● Text shown
Adrian L. Jawort, 40, Northern Cheyenne Two Spirit fiction writer
Billings, Montana
Aside from your creative work do you have any additional source of income?
I do freelance journalism and have always done construction work as steadier income, but a lot of the latter dried up as people are cautious about spending money. I also do Native American-based educational lectures that gave me a little bit of money, but most of that has been voluntary. There's enough "essential" work to keep me out and about a couple days a week which makes one appreciative with nice weather when it hasn't been snowing—it is Montana so still snows in April!—but I’m sort of used to scraping by and living a transient starving artist lifestyle, so to speak, where most money made goes back into a labor of love.
Who do you live with and how do you feel about that?
I have a roommate that's also a fellow writer. It's divided living quarters and we’re both introverts, so sometimes go days without seeing each other! We're usually at peace with our quiet, so to speak. I have a daughter on the Crow Indian Reservation living with her mom, and it's very rural and isolated out there. She's bored and likes school, dance, and theater, so I feel bad she must put her childhood on hold.
How are you spending your time?
As typical as it sounds, I usually write at coffee shops, so it’s been harder to get in a writing zones at home. I rarely watch tv and don’t have streaming services, so I've been working on drag queen and cosplay costumes. I suck at sewing, so that makes it even more time consuming than I’d like!
How is the pandemic impacting you?
As a person in alcoholic recovery, one of my primary relapse 'red flags' is total isolation. There's a difference between introverting and just flat out hiding from the world. I've combatted that by being in said coffee shops, giving educational panels and speeches, giving readings, or lately doing performance art like drag shows and even getting into standup comedy.
Without all that, recovery becomes a challenge as a lot of us in recovery need that routine and physical communal safe space AA or any sober communal activity provides. You know life's been worse and you're a survivor, but to be alone for so long still starts sapping the shit out of you—especially when you’re single like myself. Although "One day at a time" stuff might sound like generic slogans to those not in the know, it really does carry you. Personally, I like to remind myself: "I don't know if I'll ever drink again, but I do know today I am not going to."

● Exercise set
a - According to the interview, where does Adrian L. Jawort's daughter live?
b - Write out everything in the interview from "Who do you live" down to "childhood on hold.".

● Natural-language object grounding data

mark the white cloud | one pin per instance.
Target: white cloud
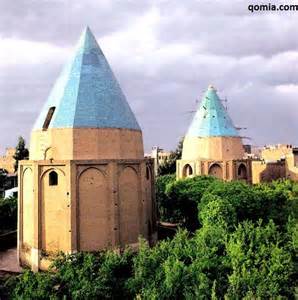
(18, 52)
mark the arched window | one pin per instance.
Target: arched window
(242, 172)
(216, 171)
(187, 171)
(53, 178)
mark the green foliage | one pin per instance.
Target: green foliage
(217, 211)
(21, 152)
(3, 177)
(261, 264)
(245, 248)
(276, 201)
(169, 166)
(8, 213)
(165, 208)
(101, 275)
(37, 286)
(180, 199)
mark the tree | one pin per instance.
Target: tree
(261, 263)
(169, 166)
(21, 152)
(3, 177)
(184, 195)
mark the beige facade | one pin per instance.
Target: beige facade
(159, 157)
(86, 185)
(276, 162)
(7, 161)
(212, 145)
(223, 169)
(83, 204)
(212, 148)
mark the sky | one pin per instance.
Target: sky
(164, 54)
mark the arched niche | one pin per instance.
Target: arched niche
(187, 171)
(242, 172)
(215, 170)
(27, 207)
(129, 205)
(93, 218)
(55, 213)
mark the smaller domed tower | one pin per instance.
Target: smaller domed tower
(87, 185)
(212, 145)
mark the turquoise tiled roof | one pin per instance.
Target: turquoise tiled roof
(211, 119)
(87, 94)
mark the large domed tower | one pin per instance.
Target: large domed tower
(87, 185)
(212, 145)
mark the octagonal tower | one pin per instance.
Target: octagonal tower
(212, 144)
(87, 185)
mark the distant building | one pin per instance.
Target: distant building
(212, 144)
(87, 185)
(7, 161)
(7, 165)
(276, 161)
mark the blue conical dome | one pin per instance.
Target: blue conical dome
(87, 94)
(211, 119)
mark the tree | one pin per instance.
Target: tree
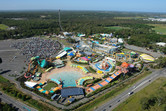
(0, 60)
(144, 103)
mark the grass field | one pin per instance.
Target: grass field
(138, 17)
(133, 103)
(3, 27)
(111, 94)
(117, 27)
(159, 28)
(49, 86)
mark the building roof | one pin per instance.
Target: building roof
(66, 92)
(30, 84)
(148, 58)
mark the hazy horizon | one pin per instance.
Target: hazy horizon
(86, 5)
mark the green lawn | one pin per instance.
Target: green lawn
(117, 27)
(3, 27)
(159, 28)
(133, 103)
(49, 86)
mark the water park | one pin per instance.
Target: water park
(74, 72)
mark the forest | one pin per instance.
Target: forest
(36, 23)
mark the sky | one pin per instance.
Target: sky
(103, 5)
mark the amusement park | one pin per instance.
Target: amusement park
(82, 69)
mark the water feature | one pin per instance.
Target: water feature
(68, 78)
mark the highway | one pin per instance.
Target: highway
(21, 106)
(113, 103)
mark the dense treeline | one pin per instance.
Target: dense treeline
(159, 99)
(30, 24)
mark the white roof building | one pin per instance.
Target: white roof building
(163, 44)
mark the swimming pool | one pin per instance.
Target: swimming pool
(67, 77)
(107, 70)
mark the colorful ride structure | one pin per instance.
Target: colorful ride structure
(40, 89)
(103, 83)
(104, 66)
(83, 79)
(33, 65)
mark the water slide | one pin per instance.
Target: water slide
(105, 82)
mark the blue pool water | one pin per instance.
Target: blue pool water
(107, 70)
(68, 78)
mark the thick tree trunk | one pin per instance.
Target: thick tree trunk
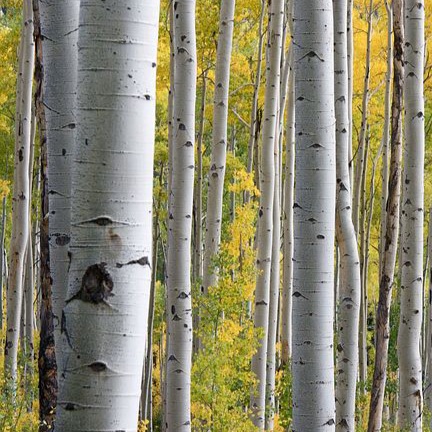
(59, 28)
(314, 218)
(411, 303)
(179, 306)
(104, 320)
(265, 224)
(21, 191)
(392, 230)
(349, 278)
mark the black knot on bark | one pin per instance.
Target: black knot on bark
(97, 284)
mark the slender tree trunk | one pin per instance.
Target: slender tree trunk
(21, 192)
(274, 295)
(46, 360)
(386, 134)
(59, 27)
(411, 312)
(350, 59)
(265, 224)
(288, 225)
(349, 278)
(392, 229)
(360, 161)
(428, 374)
(216, 175)
(179, 306)
(314, 219)
(254, 121)
(105, 317)
(2, 256)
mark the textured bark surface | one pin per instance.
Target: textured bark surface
(59, 29)
(104, 320)
(286, 333)
(46, 357)
(349, 276)
(314, 218)
(265, 224)
(411, 312)
(179, 302)
(21, 191)
(392, 230)
(216, 174)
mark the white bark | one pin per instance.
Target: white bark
(411, 313)
(360, 158)
(349, 278)
(59, 28)
(179, 306)
(314, 218)
(104, 321)
(265, 224)
(216, 175)
(21, 191)
(288, 242)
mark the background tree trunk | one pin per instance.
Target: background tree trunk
(392, 230)
(411, 303)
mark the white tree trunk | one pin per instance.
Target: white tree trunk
(104, 321)
(382, 333)
(411, 312)
(179, 306)
(361, 151)
(265, 224)
(349, 277)
(59, 27)
(314, 218)
(21, 191)
(216, 174)
(288, 242)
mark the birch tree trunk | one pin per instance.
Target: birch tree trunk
(216, 175)
(360, 161)
(411, 306)
(286, 333)
(254, 123)
(104, 320)
(386, 133)
(59, 27)
(314, 218)
(265, 224)
(392, 229)
(179, 306)
(21, 191)
(349, 277)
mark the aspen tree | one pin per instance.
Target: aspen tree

● Results in order
a - On the Crow Indian Reservation, with her mom.

b -
Who do you live with and how do you feel about that?
I have a roommate that's also a fellow writer. It's divided living quarters and we’re both introverts, so sometimes go days without seeing each other! We're usually at peace with our quiet, so to speak. I have a daughter on the Crow Indian Reservation living with her mom, and it's very rural and isolated out there. She's bored and likes school, dance, and theater, so I feel bad she must put her childhood on hold.